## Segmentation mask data
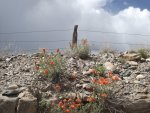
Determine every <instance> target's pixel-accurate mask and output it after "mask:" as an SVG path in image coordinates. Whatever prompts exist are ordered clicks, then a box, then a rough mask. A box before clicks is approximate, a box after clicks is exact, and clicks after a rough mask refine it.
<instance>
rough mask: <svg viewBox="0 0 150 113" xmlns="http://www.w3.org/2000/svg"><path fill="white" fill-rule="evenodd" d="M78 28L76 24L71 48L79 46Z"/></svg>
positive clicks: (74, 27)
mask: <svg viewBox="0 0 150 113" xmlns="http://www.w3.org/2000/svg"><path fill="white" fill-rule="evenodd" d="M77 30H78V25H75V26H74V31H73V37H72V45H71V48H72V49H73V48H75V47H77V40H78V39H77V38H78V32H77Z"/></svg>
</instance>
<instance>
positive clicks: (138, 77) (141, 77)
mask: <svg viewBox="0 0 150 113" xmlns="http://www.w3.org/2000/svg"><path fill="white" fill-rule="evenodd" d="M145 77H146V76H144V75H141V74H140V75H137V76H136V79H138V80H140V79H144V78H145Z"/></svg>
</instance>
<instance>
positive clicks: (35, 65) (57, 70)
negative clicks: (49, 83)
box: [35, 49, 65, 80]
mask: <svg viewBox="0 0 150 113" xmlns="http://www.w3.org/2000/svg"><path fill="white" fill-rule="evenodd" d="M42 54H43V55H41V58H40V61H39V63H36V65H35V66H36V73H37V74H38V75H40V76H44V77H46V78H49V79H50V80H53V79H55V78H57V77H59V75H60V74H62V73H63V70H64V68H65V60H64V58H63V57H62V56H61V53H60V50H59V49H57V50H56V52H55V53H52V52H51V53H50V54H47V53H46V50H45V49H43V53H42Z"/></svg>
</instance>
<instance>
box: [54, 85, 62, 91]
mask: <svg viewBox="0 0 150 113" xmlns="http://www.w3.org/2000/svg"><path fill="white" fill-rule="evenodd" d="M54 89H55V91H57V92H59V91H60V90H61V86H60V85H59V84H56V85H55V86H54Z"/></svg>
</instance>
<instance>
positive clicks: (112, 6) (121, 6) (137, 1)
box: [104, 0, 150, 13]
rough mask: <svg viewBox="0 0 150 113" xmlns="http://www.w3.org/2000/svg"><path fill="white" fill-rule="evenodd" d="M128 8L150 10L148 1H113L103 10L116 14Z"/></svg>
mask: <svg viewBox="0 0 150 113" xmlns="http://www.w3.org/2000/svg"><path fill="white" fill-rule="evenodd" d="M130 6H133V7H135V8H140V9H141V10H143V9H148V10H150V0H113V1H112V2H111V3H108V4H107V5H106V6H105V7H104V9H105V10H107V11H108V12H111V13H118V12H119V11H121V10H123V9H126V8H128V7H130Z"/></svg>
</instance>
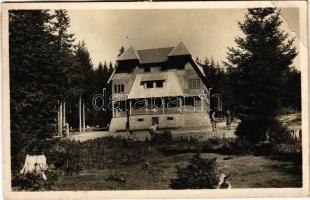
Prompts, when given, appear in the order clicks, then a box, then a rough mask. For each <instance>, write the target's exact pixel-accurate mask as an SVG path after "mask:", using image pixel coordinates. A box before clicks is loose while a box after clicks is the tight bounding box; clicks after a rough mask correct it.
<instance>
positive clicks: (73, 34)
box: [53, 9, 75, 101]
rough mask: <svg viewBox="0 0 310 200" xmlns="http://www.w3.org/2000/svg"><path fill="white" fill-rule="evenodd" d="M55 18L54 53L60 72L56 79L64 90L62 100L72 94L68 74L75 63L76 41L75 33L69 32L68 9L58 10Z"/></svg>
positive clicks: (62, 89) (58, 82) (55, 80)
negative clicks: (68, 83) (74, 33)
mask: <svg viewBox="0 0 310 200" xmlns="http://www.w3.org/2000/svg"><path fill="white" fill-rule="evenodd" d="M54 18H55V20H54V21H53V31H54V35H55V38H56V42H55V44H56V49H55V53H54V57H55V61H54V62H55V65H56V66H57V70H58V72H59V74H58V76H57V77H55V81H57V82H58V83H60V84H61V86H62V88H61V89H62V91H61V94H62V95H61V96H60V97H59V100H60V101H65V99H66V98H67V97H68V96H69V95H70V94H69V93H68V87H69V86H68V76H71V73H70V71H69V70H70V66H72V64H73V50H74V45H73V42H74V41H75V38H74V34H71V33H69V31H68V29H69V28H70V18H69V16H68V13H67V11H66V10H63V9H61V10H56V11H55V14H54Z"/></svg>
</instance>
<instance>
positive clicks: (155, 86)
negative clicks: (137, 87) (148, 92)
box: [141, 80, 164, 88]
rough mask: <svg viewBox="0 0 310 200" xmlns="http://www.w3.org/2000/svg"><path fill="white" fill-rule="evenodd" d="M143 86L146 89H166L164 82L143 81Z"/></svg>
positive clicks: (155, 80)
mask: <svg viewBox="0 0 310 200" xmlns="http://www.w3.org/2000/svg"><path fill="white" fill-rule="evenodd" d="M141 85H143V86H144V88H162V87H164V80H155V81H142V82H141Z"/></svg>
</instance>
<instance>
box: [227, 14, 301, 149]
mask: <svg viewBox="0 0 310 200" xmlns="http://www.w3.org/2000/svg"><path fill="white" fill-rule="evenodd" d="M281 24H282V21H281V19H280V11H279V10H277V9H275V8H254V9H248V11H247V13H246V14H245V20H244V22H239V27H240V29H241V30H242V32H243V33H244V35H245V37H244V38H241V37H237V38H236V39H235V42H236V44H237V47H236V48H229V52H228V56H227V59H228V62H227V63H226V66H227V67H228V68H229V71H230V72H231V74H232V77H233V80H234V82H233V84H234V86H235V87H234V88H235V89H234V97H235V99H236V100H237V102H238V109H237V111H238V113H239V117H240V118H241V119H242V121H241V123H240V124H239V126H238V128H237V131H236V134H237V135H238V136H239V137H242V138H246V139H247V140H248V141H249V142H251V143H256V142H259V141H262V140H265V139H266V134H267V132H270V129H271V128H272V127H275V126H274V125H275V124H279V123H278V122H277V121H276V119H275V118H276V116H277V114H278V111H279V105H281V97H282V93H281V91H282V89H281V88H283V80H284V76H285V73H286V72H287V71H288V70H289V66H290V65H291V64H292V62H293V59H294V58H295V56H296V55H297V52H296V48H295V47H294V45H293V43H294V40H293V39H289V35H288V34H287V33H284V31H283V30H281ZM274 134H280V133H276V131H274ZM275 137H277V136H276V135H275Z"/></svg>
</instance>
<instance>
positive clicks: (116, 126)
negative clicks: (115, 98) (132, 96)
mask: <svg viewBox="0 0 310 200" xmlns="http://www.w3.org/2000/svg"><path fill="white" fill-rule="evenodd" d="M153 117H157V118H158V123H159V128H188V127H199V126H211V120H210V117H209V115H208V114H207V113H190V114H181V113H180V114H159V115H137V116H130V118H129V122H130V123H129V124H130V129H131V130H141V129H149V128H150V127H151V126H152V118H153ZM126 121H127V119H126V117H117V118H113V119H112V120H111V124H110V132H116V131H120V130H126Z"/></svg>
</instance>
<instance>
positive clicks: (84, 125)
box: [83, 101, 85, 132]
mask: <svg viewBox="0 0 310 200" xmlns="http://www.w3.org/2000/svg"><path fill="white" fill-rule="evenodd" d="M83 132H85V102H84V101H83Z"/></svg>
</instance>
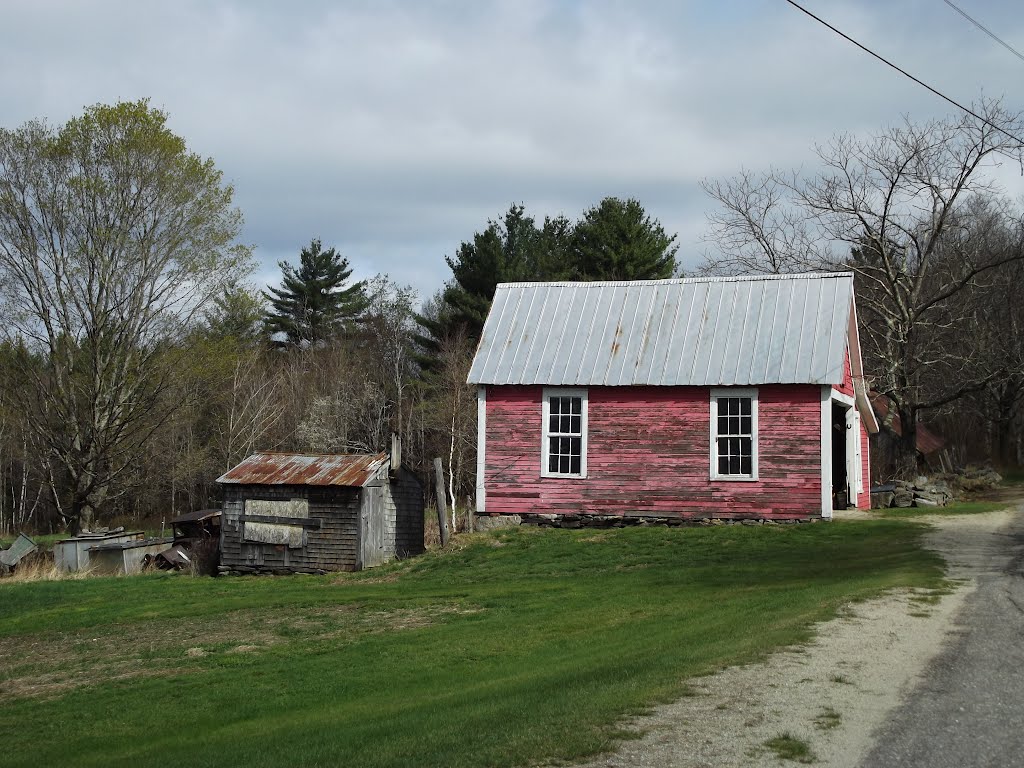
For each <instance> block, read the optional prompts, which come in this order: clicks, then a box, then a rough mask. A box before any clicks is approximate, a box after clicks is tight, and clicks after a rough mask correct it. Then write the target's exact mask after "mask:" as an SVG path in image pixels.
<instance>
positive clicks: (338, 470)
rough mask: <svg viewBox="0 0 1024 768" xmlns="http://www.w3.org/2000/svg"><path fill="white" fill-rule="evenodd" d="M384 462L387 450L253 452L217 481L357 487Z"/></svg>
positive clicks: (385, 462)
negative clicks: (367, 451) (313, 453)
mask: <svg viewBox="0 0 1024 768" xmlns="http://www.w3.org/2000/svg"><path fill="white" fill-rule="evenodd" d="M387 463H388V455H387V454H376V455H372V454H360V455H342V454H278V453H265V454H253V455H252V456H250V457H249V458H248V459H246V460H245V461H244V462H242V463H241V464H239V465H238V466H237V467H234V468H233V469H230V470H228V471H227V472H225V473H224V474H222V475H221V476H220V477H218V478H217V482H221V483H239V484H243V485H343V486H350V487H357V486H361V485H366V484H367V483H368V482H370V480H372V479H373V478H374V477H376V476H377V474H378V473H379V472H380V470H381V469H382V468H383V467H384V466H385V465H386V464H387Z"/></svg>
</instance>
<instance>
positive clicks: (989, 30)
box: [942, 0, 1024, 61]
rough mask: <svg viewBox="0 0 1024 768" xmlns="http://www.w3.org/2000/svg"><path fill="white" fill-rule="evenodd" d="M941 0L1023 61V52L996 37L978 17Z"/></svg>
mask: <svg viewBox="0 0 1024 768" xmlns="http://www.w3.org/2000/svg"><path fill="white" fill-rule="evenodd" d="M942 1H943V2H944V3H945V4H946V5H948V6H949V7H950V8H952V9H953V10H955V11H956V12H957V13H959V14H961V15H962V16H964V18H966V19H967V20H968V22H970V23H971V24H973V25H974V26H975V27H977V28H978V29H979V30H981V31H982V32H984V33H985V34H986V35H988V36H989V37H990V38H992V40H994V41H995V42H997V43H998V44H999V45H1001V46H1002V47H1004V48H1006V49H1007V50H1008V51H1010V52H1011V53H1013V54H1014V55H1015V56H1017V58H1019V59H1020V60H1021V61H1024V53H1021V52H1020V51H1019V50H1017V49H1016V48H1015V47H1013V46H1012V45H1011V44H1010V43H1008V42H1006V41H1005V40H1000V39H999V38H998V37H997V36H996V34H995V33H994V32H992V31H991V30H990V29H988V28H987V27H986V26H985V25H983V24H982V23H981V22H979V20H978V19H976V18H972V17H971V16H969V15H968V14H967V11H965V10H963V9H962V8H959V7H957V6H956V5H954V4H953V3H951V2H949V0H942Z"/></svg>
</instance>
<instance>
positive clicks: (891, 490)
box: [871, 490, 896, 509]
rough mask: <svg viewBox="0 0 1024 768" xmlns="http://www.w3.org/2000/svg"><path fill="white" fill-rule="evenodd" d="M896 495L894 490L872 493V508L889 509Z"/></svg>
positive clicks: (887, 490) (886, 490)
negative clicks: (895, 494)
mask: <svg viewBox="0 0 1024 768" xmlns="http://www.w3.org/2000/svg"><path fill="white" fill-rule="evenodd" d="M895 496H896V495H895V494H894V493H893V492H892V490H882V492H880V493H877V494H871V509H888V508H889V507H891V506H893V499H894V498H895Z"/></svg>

## Exercise
Read the entries and pick out all lines that include the word "accurate".

## Solution to the exercise
Determine every <instance> target's pixel-accurate mask and output it after "mask:" as an SVG path in image coordinates. Whatever prompts exist are ordered clicks, then a box, then a rough mask. A box before clicks is approximate, a box after clicks is exact, and clicks after a rough mask refine it.
Prompts, when given, appear in the order clicks, then a box, then a rough mask. For each <instance>, write the target's exact pixel-accurate mask as an SVG path after "mask:", using image pixel coordinates. A box before clicks is loose while a box after clicks is the tight bounding box; clicks after a rough mask correct it.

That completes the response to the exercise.